§ **PROBLEM TO WORK ON**
Copy all of the material exactly. Pictures are not to appear in the copy.

──────── DATASET ROWS ────────

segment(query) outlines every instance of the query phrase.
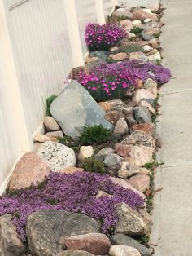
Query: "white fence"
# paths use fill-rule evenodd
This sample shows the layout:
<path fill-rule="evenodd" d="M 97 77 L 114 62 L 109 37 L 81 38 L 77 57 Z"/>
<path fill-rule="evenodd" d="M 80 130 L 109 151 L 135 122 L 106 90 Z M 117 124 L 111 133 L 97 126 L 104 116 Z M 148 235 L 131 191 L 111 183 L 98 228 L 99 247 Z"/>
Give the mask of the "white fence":
<path fill-rule="evenodd" d="M 84 64 L 85 24 L 104 23 L 120 2 L 0 0 L 0 193 L 15 161 L 33 150 L 45 99 Z"/>

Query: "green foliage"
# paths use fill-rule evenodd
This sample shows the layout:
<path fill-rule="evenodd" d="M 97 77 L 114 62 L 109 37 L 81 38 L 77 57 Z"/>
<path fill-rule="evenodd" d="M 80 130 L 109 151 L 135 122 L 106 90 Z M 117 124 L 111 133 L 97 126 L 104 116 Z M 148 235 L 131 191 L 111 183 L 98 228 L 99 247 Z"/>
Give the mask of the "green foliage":
<path fill-rule="evenodd" d="M 85 127 L 81 134 L 80 142 L 84 145 L 101 144 L 109 141 L 111 132 L 102 125 Z"/>
<path fill-rule="evenodd" d="M 133 29 L 131 29 L 130 32 L 133 33 L 134 34 L 138 34 L 142 32 L 142 29 L 139 28 L 139 27 L 133 27 Z"/>
<path fill-rule="evenodd" d="M 126 52 L 126 53 L 130 53 L 130 52 L 136 52 L 136 51 L 141 51 L 144 52 L 143 46 L 141 45 L 129 45 L 127 47 L 124 48 L 120 48 L 121 51 Z"/>
<path fill-rule="evenodd" d="M 50 97 L 46 98 L 46 116 L 51 116 L 50 112 L 50 107 L 52 102 L 57 98 L 57 95 L 52 95 Z"/>
<path fill-rule="evenodd" d="M 93 157 L 85 158 L 82 162 L 81 167 L 85 171 L 98 173 L 100 174 L 106 174 L 104 164 Z"/>

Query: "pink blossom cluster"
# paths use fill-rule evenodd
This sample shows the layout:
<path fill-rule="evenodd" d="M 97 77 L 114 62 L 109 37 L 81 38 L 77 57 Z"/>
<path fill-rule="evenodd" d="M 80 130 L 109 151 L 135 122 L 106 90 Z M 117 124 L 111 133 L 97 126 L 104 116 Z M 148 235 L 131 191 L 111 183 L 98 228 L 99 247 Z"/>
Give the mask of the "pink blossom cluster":
<path fill-rule="evenodd" d="M 113 24 L 91 24 L 85 27 L 85 42 L 89 50 L 107 50 L 123 39 L 126 32 L 121 27 Z"/>

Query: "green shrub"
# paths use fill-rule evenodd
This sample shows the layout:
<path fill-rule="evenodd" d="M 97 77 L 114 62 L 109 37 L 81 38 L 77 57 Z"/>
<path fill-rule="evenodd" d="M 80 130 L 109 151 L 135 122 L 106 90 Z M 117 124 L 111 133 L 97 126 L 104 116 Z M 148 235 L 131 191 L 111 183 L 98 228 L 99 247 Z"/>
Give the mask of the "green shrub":
<path fill-rule="evenodd" d="M 142 29 L 139 27 L 133 27 L 131 29 L 130 32 L 135 33 L 136 35 L 142 32 Z"/>
<path fill-rule="evenodd" d="M 102 125 L 85 127 L 81 134 L 80 142 L 84 145 L 101 144 L 109 141 L 111 132 Z"/>
<path fill-rule="evenodd" d="M 85 171 L 98 173 L 100 174 L 106 174 L 104 164 L 93 157 L 84 159 L 81 167 Z"/>
<path fill-rule="evenodd" d="M 51 116 L 50 112 L 50 107 L 52 102 L 57 98 L 57 95 L 52 95 L 51 96 L 46 98 L 46 116 Z"/>

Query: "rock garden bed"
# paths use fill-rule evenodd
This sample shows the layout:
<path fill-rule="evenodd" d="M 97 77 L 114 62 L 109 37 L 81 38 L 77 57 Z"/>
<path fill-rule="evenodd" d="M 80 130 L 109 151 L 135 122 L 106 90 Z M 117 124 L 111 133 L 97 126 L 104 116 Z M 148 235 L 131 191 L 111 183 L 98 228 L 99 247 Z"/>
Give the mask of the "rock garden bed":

────────

§ **ANSWER**
segment(query) outlines every instance of the query phrase.
Query: "white fence"
# paths use fill-rule evenodd
This sample shows the layout:
<path fill-rule="evenodd" d="M 97 77 L 114 62 L 109 37 L 81 38 L 77 57 Z"/>
<path fill-rule="evenodd" d="M 80 130 L 109 151 L 135 122 L 106 90 Z M 117 124 L 111 133 L 97 126 L 104 116 Z M 148 235 L 131 191 L 111 183 L 98 228 L 99 247 Z"/>
Give the mask of the "white fence":
<path fill-rule="evenodd" d="M 84 64 L 85 24 L 104 23 L 120 2 L 0 0 L 0 193 L 15 161 L 33 150 L 45 99 Z"/>

Query: "green foliage"
# paths use fill-rule evenodd
This sample shows the layout:
<path fill-rule="evenodd" d="M 97 77 L 114 62 L 109 37 L 81 38 L 77 57 Z"/>
<path fill-rule="evenodd" d="M 80 130 L 109 151 L 135 122 L 106 90 Z M 117 124 L 111 133 L 97 126 L 104 116 Z M 148 235 L 131 191 L 111 183 L 98 228 L 99 247 Z"/>
Give the mask of the "green foliage":
<path fill-rule="evenodd" d="M 85 127 L 81 134 L 80 142 L 84 145 L 101 144 L 109 141 L 111 132 L 102 125 Z"/>
<path fill-rule="evenodd" d="M 133 29 L 131 29 L 130 32 L 133 33 L 134 34 L 138 34 L 142 32 L 142 29 L 139 28 L 139 27 L 133 27 Z"/>
<path fill-rule="evenodd" d="M 126 52 L 126 53 L 130 53 L 130 52 L 136 52 L 136 51 L 141 51 L 144 52 L 143 46 L 141 45 L 129 45 L 127 47 L 124 48 L 120 48 L 121 51 Z"/>
<path fill-rule="evenodd" d="M 50 97 L 46 98 L 46 116 L 51 116 L 50 112 L 50 107 L 52 102 L 57 98 L 57 95 L 52 95 Z"/>
<path fill-rule="evenodd" d="M 93 157 L 85 158 L 82 162 L 81 167 L 85 171 L 98 173 L 100 174 L 106 174 L 104 164 Z"/>

Query: "pink blossom cluster"
# paths use fill-rule evenodd
This sample shows the layout:
<path fill-rule="evenodd" d="M 97 77 L 114 62 L 109 37 L 81 38 L 77 57 Z"/>
<path fill-rule="evenodd" d="M 80 130 L 109 151 L 135 122 L 106 90 Z M 117 124 L 111 133 L 97 126 L 104 116 Z M 148 235 L 131 191 L 111 183 L 98 228 L 99 247 Z"/>
Give the mask of the "pink blossom cluster":
<path fill-rule="evenodd" d="M 113 24 L 91 24 L 85 27 L 85 42 L 89 50 L 107 50 L 123 39 L 126 32 L 121 27 Z"/>

Query: "green shrub"
# paths use fill-rule evenodd
This sample shows the layout:
<path fill-rule="evenodd" d="M 97 77 L 114 62 L 109 37 L 81 38 L 77 57 Z"/>
<path fill-rule="evenodd" d="M 80 130 L 109 151 L 135 122 L 106 90 Z M 117 124 L 111 133 L 97 126 L 104 116 Z M 148 235 L 131 191 L 111 183 L 98 228 L 99 247 Z"/>
Give the mask of the "green shrub":
<path fill-rule="evenodd" d="M 142 29 L 139 27 L 133 27 L 131 29 L 130 32 L 135 33 L 136 35 L 142 32 Z"/>
<path fill-rule="evenodd" d="M 102 125 L 85 127 L 81 134 L 80 142 L 84 145 L 101 144 L 109 141 L 111 132 Z"/>
<path fill-rule="evenodd" d="M 85 171 L 98 173 L 100 174 L 106 174 L 104 164 L 93 157 L 84 159 L 81 167 Z"/>
<path fill-rule="evenodd" d="M 51 116 L 50 112 L 50 107 L 52 102 L 57 98 L 57 95 L 52 95 L 51 96 L 46 98 L 46 116 Z"/>

Query: "rock garden bed"
# paths use fill-rule evenodd
This sample shows the layout:
<path fill-rule="evenodd" d="M 97 77 L 114 62 L 109 37 L 81 38 L 77 57 Z"/>
<path fill-rule="evenodd" d="M 80 130 L 109 151 L 135 122 L 106 90 Z M 117 124 L 111 133 L 97 126 L 104 116 Z M 148 235 L 131 191 L 111 183 L 98 228 L 99 247 Z"/>
Give the mask of the "rock garden bed":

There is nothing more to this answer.